(Data records)
------------------------------------------------------------------------
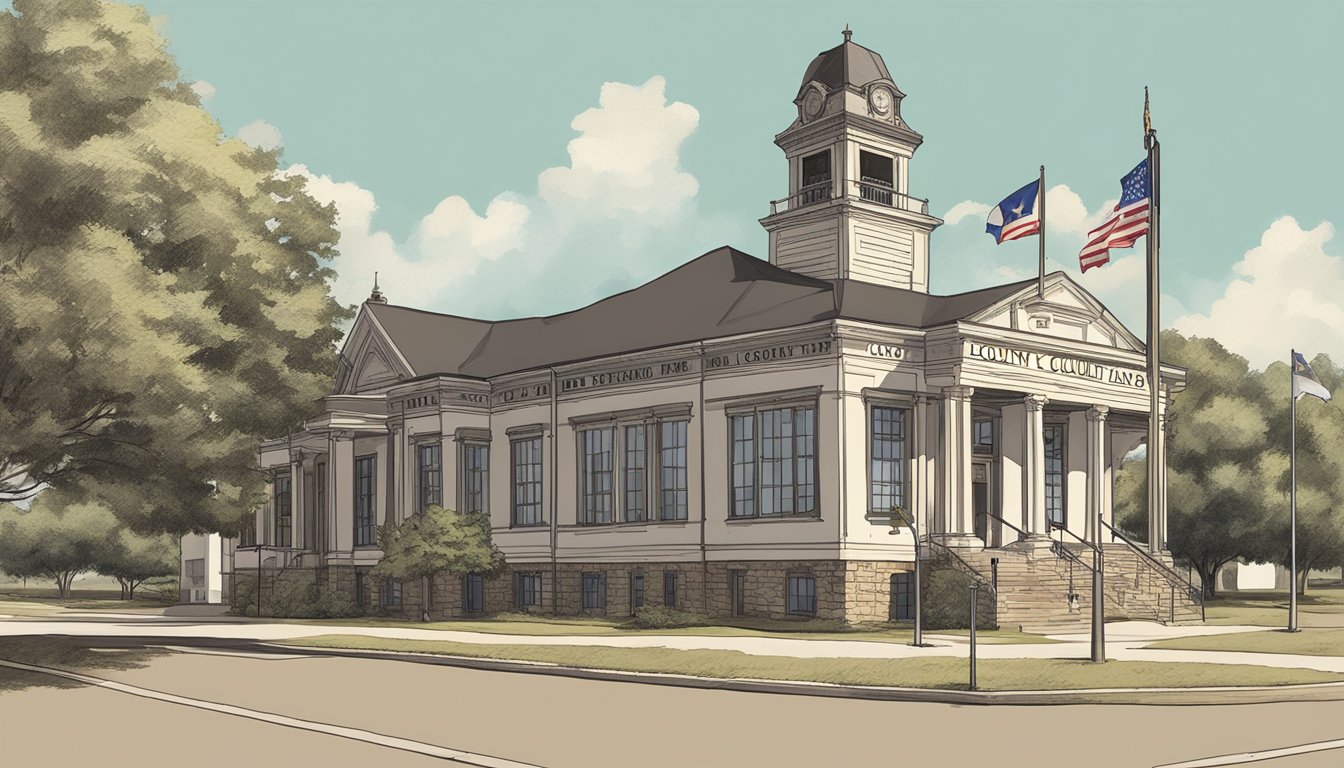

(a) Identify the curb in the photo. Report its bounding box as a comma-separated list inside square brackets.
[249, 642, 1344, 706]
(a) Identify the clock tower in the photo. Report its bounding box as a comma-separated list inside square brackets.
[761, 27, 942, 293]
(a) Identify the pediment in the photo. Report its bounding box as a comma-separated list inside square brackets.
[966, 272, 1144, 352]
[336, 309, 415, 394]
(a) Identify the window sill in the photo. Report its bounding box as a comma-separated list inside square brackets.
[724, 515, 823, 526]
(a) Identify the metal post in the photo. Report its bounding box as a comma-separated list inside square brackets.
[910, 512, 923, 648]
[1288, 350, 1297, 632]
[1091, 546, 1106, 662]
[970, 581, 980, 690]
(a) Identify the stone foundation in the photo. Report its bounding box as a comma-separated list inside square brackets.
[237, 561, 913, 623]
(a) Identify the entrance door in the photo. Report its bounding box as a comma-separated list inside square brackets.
------------------------------------------------------------------------
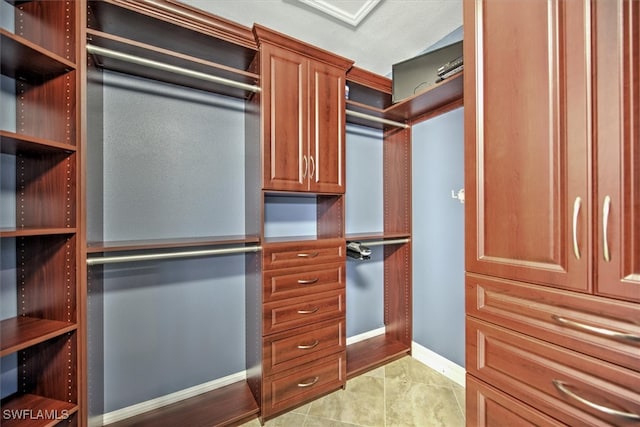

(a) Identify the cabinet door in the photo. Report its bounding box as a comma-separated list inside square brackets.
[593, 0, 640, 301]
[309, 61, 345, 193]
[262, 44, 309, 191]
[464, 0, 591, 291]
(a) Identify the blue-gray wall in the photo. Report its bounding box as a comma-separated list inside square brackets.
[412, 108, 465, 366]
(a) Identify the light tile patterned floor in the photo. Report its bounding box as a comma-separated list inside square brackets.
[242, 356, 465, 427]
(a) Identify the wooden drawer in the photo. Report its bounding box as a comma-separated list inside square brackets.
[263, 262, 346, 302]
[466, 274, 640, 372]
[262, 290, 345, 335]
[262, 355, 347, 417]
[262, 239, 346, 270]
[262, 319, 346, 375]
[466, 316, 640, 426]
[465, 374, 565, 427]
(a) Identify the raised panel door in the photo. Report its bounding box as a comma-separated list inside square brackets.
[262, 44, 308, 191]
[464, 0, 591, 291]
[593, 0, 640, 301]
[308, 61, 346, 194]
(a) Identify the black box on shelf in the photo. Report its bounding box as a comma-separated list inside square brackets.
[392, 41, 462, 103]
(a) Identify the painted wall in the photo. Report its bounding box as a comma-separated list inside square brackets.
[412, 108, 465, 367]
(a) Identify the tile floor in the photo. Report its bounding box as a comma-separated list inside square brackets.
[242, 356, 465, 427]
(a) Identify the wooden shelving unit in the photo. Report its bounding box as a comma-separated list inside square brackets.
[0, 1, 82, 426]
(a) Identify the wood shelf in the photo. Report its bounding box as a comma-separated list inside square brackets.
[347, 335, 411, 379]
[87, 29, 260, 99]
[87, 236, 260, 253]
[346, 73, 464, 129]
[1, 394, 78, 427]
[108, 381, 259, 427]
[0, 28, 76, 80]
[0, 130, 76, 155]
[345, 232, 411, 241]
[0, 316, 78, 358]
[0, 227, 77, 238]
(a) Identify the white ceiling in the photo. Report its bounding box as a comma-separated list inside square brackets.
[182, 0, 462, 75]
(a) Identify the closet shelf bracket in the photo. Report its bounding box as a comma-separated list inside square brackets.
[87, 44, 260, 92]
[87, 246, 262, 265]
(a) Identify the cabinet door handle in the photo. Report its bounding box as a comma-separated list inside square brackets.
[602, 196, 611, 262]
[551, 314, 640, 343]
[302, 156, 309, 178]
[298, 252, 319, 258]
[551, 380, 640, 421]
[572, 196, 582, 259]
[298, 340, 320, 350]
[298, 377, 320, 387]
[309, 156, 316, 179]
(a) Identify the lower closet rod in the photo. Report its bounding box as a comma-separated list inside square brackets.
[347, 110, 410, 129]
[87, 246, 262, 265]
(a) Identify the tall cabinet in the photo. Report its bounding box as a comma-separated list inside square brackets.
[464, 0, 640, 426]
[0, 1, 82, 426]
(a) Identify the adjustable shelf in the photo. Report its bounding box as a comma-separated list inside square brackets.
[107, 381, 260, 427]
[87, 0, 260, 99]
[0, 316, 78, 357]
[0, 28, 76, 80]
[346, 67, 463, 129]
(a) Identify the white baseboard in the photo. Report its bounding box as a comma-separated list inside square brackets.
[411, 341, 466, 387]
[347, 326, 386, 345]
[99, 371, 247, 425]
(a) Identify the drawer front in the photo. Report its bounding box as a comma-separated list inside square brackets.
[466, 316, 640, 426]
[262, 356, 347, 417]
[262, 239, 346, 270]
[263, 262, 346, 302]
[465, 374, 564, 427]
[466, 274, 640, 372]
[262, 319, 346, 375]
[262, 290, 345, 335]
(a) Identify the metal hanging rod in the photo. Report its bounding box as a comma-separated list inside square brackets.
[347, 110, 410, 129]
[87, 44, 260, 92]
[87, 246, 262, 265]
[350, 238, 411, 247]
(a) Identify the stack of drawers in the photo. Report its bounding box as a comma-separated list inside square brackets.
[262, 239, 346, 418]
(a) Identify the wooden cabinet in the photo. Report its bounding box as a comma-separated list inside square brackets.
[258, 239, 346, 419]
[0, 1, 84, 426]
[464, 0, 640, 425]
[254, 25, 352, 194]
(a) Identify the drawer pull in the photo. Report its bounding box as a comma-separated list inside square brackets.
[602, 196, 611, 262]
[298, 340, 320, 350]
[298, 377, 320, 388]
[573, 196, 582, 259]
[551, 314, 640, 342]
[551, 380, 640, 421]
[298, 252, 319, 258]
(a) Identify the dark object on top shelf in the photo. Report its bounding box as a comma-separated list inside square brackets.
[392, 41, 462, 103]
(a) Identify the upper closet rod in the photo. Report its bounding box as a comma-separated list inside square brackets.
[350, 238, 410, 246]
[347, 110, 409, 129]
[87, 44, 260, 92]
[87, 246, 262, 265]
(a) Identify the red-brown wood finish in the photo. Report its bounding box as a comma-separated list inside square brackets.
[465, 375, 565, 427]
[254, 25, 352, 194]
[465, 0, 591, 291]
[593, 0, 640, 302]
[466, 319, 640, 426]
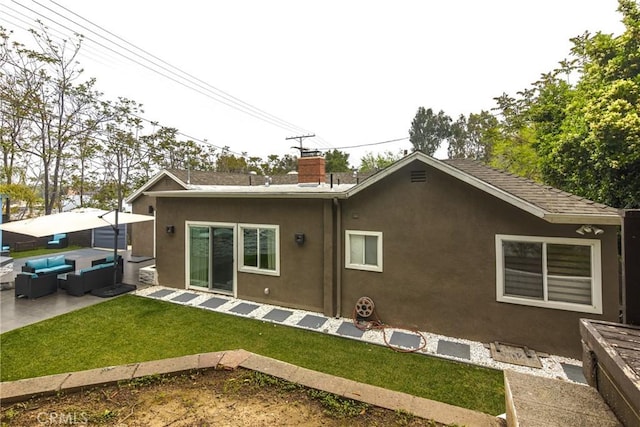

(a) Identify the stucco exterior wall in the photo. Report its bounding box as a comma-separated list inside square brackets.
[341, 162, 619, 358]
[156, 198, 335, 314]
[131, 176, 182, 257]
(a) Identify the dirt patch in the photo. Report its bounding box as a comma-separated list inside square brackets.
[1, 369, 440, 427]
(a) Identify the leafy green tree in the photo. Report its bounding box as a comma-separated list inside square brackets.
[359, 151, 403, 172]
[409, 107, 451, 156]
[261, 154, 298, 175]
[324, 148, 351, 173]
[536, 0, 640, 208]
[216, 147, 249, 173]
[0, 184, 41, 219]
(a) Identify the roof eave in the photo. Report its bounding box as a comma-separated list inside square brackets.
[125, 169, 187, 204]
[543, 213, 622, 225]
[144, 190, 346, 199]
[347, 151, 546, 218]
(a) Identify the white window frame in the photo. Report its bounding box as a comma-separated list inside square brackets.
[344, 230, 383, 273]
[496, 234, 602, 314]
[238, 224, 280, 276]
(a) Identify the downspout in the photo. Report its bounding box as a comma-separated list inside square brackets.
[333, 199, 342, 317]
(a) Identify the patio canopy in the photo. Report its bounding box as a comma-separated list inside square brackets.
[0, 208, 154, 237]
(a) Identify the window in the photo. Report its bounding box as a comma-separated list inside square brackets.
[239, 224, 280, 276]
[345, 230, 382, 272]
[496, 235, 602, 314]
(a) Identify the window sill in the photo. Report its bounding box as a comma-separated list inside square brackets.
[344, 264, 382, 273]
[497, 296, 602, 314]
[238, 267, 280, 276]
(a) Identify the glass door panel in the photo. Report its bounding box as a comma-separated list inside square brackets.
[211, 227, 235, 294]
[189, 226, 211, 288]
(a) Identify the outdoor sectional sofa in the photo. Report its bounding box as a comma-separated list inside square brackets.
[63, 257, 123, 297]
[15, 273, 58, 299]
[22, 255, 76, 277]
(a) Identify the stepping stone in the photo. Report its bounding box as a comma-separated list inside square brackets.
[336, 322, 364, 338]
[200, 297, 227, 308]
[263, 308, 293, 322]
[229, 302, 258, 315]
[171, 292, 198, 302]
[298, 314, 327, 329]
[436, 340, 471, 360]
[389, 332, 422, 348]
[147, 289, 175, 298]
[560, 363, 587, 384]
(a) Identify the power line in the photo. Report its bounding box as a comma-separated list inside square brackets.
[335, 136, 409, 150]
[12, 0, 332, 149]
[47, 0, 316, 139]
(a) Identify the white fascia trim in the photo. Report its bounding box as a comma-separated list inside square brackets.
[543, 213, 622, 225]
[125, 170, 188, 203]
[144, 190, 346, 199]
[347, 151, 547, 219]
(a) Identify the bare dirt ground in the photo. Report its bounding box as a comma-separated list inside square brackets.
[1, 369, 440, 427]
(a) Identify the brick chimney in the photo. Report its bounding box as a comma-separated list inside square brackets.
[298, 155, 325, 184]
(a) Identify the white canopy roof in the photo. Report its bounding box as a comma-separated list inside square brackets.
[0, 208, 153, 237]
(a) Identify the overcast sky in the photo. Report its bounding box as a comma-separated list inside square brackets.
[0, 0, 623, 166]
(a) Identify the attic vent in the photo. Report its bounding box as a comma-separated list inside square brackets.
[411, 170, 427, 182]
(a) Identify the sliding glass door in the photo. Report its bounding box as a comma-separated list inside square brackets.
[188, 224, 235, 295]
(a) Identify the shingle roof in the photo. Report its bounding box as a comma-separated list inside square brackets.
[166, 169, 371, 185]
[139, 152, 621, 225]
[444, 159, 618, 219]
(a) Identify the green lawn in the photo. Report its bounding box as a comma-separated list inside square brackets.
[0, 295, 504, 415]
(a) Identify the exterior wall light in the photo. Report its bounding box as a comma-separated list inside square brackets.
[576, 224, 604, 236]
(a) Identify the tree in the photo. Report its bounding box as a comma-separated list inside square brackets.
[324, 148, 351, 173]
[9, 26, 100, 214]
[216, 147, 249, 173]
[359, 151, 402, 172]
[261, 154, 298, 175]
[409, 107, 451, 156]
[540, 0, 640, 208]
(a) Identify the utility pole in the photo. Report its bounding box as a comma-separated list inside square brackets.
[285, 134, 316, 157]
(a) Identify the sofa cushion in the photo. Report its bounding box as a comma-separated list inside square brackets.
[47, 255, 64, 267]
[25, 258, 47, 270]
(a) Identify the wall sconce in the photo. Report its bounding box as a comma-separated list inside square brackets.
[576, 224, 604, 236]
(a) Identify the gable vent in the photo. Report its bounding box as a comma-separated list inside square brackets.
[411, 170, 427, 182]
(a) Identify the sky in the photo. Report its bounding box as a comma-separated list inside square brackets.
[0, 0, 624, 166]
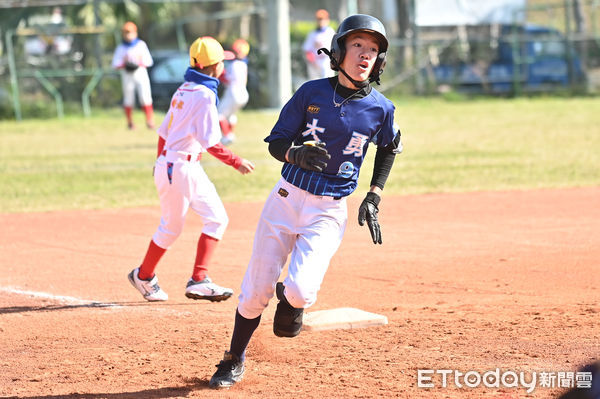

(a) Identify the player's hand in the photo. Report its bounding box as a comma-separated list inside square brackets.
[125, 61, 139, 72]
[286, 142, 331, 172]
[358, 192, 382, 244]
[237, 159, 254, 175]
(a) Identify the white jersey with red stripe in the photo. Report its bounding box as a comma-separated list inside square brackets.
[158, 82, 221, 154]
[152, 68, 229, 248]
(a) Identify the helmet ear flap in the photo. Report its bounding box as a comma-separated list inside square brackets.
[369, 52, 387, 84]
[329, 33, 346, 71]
------------------------------------------------------------------------
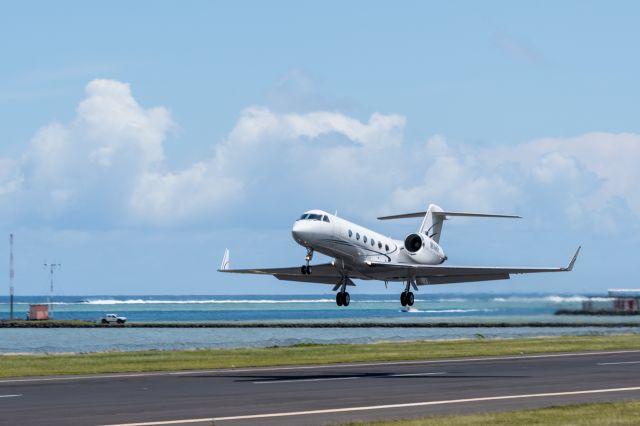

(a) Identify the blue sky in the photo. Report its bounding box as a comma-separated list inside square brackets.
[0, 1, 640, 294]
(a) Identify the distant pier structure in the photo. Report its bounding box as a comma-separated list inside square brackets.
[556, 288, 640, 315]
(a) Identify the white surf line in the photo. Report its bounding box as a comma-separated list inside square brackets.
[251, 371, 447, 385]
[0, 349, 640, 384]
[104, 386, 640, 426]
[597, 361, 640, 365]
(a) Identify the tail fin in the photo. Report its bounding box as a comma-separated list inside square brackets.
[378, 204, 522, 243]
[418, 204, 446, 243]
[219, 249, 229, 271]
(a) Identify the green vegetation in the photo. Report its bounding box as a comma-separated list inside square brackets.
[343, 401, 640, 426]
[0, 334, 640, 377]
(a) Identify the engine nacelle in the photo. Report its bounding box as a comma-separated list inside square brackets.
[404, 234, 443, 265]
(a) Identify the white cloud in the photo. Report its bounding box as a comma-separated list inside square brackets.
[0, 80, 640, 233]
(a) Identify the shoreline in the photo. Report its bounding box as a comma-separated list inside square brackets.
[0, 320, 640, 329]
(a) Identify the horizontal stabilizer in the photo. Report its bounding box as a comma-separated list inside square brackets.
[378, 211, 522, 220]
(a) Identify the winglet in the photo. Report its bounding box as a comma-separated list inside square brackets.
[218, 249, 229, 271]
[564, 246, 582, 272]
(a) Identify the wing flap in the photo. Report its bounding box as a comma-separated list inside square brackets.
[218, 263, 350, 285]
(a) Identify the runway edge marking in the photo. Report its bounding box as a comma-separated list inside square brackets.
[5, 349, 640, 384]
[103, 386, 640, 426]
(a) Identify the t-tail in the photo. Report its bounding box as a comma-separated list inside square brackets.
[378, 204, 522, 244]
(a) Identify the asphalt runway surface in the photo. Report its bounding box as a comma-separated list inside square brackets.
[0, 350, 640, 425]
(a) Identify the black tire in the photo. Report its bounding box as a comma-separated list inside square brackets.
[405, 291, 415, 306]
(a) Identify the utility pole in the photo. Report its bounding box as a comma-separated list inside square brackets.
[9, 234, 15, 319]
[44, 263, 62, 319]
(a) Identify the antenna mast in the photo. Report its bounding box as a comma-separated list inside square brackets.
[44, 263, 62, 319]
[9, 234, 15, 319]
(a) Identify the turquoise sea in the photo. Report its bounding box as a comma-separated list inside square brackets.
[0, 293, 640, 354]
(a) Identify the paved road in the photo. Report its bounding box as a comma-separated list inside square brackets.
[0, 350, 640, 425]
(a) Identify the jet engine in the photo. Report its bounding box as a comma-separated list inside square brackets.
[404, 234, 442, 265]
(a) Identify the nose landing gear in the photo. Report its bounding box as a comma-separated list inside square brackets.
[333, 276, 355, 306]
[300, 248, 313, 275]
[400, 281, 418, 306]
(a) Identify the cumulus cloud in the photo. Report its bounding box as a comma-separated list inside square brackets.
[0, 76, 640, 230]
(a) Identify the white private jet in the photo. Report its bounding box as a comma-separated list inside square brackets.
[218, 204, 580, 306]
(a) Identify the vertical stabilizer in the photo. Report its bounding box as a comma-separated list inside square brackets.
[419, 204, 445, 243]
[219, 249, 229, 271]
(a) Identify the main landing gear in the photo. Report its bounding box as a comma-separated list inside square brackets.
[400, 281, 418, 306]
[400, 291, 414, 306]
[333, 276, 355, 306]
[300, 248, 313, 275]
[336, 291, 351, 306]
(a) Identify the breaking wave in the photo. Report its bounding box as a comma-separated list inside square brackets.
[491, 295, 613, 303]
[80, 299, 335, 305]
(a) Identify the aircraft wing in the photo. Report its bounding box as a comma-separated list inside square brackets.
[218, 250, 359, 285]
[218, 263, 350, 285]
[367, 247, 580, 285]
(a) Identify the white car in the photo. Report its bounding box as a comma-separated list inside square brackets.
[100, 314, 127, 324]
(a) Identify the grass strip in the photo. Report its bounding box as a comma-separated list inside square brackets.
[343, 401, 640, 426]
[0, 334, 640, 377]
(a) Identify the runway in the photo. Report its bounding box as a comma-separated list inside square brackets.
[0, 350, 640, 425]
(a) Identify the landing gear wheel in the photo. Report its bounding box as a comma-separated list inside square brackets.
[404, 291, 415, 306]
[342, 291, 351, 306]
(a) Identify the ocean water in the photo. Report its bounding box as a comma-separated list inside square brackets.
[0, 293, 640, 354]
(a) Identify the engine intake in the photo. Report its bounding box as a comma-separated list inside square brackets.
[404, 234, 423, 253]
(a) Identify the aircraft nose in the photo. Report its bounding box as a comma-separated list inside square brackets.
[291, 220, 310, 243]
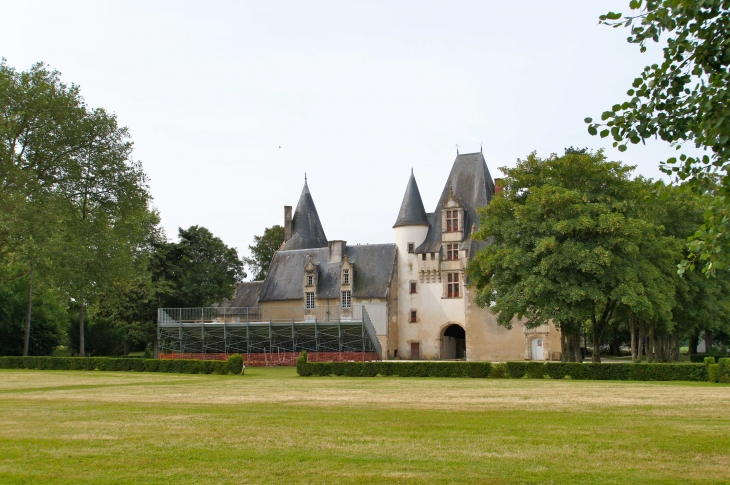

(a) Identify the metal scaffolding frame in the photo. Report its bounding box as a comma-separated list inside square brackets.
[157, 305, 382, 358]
------------------------------------------------------------------------
## [TO BE DONE]
How many lines in the rows above contain the string "metal"? Case matters, and the reply is only the number.

## [COMPLETE OUTPUT]
3